What you will do
In the data that follows, find the line containing "Where can the hawk"; then quote that line and every line after it, exactly, through the last one.

:::::

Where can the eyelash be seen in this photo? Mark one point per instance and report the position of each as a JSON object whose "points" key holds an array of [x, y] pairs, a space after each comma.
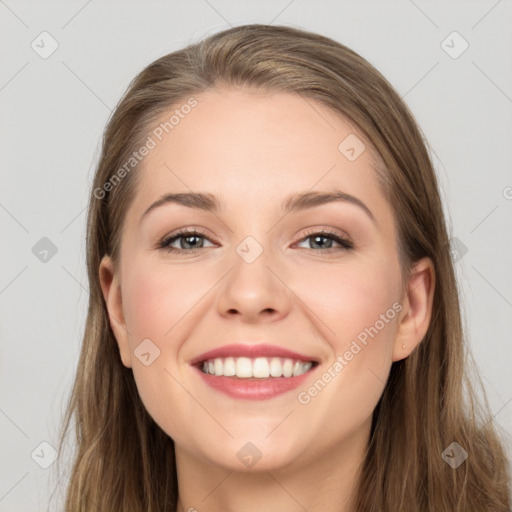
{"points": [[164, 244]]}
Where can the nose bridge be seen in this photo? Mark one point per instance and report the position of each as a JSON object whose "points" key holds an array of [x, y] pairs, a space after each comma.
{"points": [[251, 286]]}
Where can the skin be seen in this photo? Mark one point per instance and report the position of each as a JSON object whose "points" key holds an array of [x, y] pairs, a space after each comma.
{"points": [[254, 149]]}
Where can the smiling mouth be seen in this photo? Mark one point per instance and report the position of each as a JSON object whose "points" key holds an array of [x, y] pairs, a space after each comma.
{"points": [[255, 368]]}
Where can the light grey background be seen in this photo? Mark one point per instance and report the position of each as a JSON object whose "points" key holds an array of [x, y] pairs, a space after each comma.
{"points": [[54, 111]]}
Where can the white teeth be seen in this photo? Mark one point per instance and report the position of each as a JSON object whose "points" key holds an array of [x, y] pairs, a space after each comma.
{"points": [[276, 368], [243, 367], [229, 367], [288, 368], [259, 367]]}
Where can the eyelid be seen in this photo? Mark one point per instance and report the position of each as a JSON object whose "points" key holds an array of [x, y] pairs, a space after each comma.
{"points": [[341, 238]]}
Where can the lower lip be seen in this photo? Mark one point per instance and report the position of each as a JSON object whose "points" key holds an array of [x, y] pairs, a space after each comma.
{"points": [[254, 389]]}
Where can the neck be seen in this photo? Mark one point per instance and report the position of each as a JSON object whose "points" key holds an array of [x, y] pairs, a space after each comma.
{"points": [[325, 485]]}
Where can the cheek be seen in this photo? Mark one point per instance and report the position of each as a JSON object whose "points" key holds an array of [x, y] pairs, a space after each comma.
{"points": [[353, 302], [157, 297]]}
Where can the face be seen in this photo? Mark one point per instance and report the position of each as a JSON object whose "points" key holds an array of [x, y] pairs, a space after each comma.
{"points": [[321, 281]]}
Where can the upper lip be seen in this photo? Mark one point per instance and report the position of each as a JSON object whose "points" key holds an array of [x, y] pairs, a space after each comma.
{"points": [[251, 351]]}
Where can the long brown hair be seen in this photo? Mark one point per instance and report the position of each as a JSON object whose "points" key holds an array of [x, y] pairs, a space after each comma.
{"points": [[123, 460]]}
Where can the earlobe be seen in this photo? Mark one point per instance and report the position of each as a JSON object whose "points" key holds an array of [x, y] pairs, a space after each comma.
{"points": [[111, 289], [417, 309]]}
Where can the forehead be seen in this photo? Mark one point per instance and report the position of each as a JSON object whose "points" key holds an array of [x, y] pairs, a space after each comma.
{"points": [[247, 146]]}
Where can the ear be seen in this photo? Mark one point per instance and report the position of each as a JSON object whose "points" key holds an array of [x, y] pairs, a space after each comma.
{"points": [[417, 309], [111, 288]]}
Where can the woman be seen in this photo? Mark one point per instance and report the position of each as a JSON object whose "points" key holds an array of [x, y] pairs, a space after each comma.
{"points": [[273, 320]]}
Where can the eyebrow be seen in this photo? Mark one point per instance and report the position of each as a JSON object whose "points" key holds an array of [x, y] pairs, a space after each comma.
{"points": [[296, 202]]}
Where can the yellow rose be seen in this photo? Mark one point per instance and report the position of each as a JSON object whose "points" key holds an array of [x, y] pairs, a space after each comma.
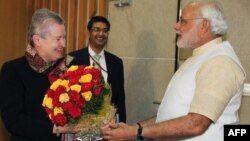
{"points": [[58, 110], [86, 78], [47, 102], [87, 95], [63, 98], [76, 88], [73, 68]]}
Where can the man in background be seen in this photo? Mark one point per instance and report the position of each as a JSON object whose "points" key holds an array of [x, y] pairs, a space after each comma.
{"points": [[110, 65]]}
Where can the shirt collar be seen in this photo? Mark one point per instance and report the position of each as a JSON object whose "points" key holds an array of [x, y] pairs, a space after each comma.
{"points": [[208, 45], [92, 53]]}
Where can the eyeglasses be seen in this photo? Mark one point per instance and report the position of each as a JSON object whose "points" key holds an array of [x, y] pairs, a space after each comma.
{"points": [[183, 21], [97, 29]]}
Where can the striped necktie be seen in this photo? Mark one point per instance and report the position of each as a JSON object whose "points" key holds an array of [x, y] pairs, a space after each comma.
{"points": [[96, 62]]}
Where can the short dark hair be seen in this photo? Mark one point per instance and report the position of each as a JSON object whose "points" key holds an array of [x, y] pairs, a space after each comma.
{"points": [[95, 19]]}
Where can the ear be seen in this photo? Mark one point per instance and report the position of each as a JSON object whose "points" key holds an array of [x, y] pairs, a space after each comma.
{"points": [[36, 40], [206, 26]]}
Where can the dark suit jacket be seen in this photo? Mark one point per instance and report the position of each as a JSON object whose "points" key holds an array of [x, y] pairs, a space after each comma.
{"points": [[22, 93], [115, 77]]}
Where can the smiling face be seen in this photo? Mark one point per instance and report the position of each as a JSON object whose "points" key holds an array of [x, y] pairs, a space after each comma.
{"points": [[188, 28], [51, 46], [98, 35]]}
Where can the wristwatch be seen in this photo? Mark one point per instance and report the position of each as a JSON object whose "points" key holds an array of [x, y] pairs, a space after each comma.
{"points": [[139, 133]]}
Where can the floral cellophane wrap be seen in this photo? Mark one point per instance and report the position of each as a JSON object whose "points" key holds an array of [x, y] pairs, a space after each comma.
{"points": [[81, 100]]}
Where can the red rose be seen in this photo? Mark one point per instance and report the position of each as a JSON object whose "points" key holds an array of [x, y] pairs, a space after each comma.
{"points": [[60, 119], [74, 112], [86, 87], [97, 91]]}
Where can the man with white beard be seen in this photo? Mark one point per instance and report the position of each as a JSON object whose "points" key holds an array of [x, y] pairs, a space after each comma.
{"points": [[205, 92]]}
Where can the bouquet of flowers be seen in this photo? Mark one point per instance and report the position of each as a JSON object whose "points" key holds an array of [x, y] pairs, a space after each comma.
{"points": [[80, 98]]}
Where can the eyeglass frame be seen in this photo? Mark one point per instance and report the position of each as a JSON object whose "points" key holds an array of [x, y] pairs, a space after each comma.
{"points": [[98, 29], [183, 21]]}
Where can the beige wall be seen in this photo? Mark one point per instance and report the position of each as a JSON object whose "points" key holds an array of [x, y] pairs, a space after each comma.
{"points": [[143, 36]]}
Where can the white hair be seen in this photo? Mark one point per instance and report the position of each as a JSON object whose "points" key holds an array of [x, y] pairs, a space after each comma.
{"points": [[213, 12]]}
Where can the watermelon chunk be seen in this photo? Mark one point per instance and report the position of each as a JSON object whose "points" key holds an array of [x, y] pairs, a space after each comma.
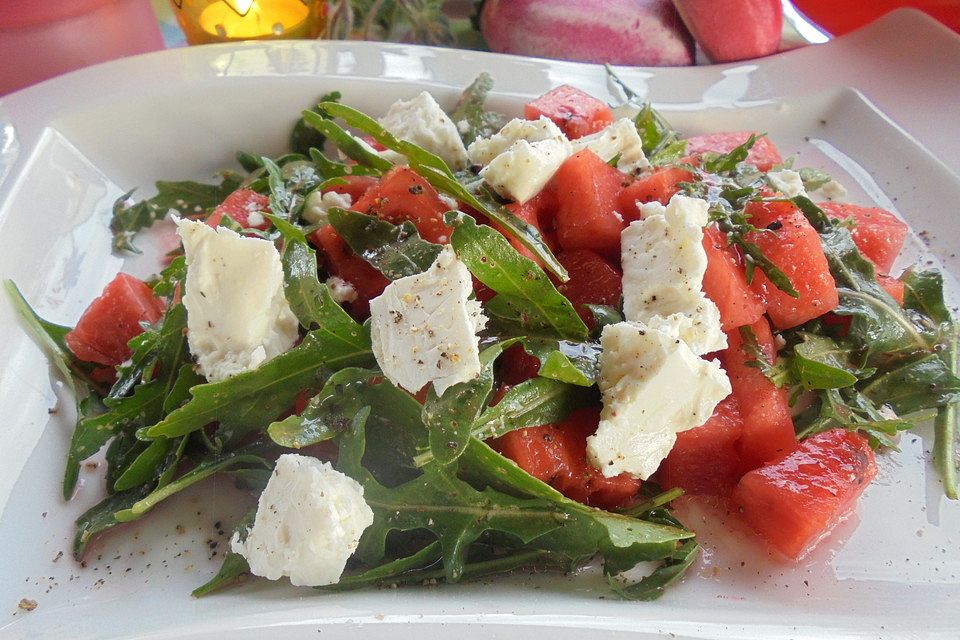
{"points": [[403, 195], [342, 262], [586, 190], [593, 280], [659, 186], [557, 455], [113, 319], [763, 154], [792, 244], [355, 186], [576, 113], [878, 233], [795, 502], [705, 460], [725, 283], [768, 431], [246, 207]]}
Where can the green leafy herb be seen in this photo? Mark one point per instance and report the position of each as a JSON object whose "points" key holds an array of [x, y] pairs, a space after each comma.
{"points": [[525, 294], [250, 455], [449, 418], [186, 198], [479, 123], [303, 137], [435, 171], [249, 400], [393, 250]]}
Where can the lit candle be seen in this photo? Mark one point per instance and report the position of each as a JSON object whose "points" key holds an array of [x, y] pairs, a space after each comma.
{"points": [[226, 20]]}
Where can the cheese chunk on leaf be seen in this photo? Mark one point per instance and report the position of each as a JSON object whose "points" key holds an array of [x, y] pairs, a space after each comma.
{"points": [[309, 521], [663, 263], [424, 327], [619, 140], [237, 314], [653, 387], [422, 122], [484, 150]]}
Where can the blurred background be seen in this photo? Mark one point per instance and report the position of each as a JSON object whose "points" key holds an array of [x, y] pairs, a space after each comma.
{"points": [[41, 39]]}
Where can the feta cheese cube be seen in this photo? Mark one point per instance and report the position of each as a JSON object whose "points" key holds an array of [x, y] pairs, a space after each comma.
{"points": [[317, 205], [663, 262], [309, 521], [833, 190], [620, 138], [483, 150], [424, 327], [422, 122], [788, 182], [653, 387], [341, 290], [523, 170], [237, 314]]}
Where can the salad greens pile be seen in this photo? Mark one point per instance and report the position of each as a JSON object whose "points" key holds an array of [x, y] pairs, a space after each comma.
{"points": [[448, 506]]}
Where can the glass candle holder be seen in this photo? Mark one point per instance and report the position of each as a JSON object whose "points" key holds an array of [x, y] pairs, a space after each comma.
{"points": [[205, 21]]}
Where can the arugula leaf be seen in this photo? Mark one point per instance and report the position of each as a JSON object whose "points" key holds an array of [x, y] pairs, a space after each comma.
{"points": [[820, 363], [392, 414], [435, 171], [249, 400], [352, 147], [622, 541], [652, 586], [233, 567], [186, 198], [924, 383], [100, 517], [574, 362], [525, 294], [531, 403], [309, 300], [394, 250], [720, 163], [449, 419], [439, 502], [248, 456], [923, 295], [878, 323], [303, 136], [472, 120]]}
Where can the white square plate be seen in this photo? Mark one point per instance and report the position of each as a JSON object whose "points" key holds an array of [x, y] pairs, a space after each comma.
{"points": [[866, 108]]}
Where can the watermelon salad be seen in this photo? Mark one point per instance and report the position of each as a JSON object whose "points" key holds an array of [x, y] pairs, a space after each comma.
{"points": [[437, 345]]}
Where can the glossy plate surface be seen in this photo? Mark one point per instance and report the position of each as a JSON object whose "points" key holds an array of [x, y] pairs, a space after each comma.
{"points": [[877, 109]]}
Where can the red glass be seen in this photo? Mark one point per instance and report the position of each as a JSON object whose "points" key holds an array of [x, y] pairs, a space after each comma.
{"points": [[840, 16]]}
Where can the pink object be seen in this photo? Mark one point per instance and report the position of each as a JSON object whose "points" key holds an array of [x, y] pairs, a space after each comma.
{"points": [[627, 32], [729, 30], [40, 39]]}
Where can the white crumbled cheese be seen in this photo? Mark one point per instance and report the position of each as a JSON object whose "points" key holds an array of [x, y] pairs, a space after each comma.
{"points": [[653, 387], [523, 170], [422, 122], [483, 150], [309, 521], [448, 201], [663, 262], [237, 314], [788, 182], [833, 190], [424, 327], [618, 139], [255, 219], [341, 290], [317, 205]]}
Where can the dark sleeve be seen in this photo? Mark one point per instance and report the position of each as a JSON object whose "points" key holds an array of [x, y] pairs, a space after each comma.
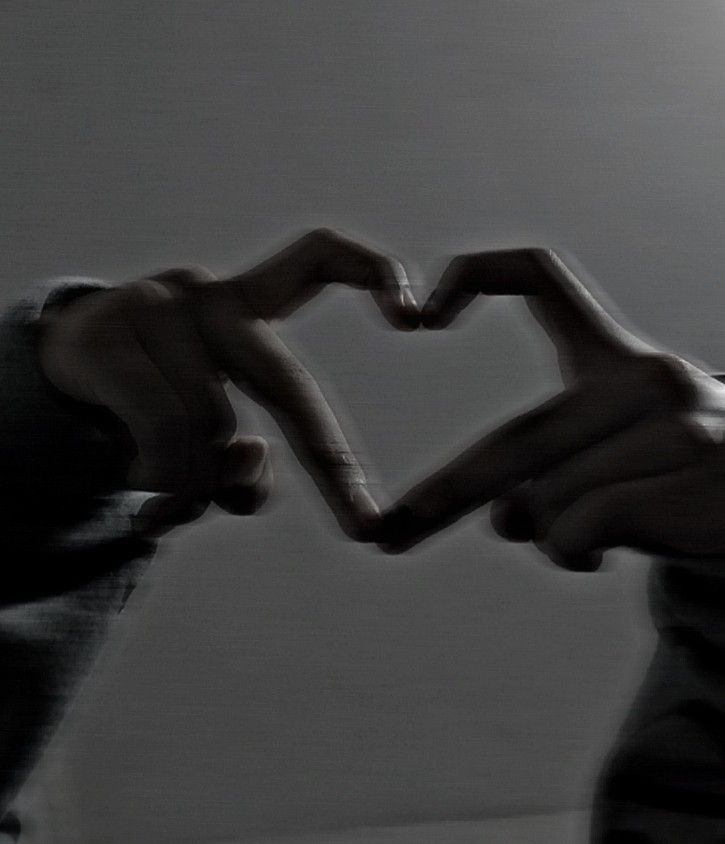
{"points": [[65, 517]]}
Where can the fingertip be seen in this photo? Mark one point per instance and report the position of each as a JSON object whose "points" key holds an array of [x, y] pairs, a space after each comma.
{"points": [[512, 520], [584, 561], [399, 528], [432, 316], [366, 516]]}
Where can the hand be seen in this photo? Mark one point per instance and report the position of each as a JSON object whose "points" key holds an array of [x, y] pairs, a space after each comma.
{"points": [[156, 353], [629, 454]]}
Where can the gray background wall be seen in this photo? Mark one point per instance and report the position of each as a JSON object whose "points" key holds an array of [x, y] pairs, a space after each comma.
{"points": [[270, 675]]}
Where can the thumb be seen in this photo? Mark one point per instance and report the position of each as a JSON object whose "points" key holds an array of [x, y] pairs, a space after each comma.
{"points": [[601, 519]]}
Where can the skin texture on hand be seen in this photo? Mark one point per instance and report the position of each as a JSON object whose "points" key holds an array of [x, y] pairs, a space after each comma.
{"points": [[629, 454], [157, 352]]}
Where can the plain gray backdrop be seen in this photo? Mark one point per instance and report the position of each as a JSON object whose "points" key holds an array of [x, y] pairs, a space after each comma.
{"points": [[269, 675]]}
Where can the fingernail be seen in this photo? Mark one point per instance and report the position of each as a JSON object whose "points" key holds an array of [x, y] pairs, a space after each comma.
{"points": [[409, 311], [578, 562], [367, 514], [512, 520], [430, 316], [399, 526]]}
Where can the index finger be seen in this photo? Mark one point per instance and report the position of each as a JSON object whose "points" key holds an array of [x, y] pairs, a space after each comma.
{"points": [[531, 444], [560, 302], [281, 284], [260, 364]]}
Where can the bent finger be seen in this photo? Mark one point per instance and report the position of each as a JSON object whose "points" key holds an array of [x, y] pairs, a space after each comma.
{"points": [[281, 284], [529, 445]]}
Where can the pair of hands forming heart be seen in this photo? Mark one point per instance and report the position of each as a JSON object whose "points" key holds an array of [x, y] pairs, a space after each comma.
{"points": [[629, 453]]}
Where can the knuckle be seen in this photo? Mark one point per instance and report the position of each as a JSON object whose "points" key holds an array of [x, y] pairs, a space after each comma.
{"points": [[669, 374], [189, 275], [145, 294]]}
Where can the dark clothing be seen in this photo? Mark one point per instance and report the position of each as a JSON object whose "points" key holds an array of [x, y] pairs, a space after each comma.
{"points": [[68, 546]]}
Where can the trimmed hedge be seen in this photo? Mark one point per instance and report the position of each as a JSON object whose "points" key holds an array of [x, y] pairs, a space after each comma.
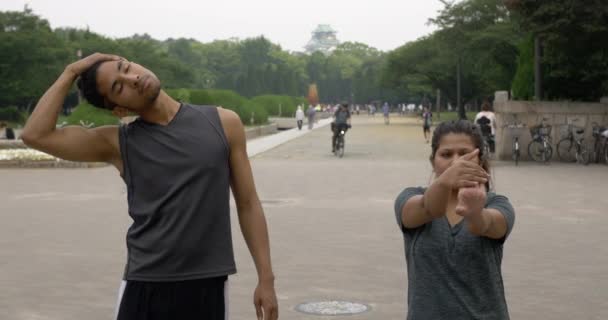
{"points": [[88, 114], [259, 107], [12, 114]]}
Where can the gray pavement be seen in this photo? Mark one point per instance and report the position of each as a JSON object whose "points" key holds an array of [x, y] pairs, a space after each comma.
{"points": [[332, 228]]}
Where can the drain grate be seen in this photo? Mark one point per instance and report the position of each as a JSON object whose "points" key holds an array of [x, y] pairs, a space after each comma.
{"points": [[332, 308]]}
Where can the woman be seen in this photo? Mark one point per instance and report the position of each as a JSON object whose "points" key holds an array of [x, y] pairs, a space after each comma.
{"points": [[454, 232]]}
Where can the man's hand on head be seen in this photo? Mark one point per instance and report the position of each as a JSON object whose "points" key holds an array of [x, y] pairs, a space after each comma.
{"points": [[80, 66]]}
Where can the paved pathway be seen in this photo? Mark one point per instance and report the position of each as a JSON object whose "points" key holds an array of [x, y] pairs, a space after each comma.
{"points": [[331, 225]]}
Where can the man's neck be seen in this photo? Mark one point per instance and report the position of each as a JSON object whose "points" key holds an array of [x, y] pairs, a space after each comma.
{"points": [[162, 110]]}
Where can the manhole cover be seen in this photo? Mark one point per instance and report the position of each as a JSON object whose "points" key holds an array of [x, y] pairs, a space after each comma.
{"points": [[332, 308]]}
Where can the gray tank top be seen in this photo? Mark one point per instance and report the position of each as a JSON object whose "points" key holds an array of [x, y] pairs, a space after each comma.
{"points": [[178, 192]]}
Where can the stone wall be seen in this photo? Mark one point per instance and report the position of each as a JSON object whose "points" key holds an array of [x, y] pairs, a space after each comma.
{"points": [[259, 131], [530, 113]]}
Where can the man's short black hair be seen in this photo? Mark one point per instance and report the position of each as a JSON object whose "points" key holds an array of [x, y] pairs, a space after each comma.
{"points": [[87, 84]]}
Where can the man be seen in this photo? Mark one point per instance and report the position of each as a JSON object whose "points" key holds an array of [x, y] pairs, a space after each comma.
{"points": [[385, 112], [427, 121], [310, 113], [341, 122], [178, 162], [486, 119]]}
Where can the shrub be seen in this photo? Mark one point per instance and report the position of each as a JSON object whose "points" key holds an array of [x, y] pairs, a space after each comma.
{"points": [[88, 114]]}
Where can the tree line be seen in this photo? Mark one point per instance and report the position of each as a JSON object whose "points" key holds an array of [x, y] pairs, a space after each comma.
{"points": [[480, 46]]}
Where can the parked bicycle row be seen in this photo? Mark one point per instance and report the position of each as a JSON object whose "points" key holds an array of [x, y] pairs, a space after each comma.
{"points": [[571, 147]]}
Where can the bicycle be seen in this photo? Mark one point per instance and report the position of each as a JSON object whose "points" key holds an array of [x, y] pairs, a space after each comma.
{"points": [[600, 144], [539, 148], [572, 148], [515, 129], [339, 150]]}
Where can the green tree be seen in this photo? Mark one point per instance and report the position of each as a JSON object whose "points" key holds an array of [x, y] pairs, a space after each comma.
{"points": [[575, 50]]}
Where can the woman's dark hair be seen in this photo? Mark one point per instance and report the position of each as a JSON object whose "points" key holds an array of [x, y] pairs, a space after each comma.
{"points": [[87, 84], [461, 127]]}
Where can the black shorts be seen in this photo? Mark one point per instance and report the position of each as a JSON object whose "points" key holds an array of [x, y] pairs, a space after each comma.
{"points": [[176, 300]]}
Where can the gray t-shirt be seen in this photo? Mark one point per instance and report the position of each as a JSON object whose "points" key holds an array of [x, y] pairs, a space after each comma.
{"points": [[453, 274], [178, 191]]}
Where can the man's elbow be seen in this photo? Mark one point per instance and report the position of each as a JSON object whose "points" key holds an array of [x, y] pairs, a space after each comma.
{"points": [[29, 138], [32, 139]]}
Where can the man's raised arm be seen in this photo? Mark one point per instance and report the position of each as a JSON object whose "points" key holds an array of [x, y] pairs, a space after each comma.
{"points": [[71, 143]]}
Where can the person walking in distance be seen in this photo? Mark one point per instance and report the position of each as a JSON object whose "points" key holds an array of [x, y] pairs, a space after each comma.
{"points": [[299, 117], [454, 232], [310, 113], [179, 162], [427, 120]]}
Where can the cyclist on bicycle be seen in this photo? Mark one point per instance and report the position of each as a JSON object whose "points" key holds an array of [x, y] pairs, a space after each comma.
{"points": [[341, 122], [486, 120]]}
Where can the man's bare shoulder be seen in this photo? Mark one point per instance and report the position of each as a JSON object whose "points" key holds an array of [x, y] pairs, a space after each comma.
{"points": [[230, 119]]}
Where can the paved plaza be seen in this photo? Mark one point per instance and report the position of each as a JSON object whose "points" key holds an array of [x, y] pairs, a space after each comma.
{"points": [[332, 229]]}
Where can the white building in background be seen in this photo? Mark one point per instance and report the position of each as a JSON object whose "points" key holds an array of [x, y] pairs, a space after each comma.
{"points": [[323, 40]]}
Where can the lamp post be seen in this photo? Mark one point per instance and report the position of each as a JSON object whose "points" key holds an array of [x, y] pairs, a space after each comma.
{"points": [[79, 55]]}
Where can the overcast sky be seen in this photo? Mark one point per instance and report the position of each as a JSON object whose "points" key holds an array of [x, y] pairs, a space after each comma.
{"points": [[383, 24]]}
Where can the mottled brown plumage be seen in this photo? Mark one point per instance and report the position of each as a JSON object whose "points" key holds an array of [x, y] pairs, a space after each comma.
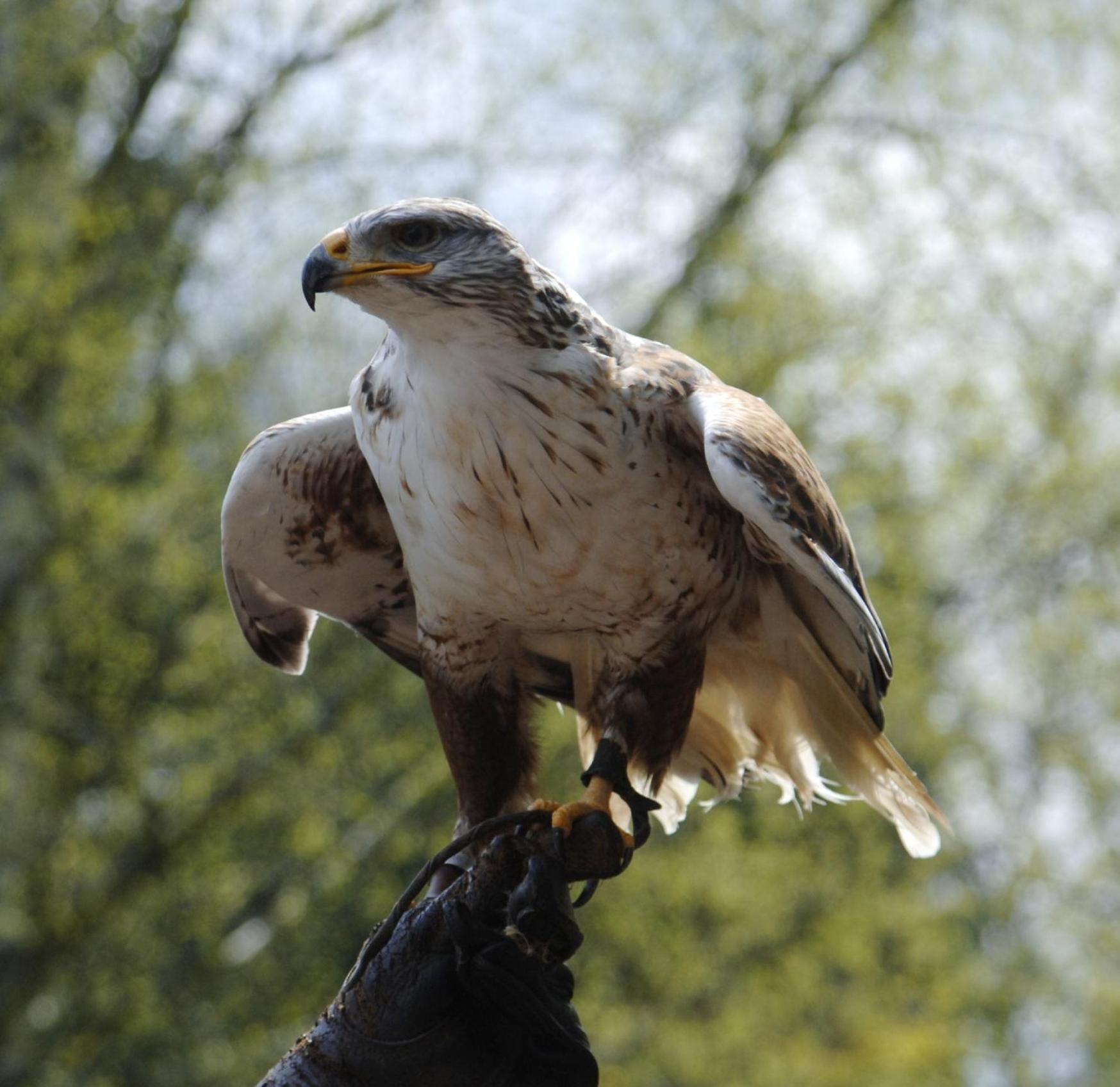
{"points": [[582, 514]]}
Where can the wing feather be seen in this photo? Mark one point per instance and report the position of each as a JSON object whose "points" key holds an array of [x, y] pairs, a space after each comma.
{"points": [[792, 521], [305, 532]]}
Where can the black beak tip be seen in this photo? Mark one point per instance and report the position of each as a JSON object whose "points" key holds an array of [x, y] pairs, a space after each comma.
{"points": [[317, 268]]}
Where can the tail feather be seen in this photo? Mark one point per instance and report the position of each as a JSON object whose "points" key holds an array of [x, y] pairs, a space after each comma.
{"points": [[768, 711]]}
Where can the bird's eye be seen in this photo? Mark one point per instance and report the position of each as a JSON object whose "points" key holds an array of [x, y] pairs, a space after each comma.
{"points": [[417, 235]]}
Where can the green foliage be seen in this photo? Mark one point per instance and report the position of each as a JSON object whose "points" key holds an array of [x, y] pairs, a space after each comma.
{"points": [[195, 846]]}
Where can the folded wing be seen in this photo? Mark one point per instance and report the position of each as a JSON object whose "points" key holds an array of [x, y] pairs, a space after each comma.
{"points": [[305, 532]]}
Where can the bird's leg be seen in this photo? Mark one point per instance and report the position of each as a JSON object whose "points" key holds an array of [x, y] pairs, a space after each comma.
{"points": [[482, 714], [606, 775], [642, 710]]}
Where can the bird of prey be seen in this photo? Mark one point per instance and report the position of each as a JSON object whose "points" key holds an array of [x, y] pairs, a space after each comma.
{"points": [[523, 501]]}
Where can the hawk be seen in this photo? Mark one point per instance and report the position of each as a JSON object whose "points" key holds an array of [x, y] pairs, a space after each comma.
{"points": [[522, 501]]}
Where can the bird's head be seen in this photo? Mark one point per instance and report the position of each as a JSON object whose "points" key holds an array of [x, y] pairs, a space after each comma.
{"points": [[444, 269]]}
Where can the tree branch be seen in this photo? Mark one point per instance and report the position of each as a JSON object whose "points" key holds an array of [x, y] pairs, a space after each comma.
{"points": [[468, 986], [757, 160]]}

:::::

Result of the task
Where can the hawk be seen in this photo? Mark one point per instance and report the position of each as a JSON object whose "points" key holds an array of [x, y] pairs, a space after each comma.
{"points": [[522, 501]]}
Where can the bird's head be seen in this photo? Mark one point per instance and report the position of each as a JSON object whose "points" key holds an array of [x, y] pairs, a space after each comma.
{"points": [[444, 269]]}
Where can the tree branch be seen in this photo? Mark one point per instance and report the position of each as a JSON object whose "points" key holds an array of [x, y] pairs, a space after each comma.
{"points": [[468, 986], [757, 160]]}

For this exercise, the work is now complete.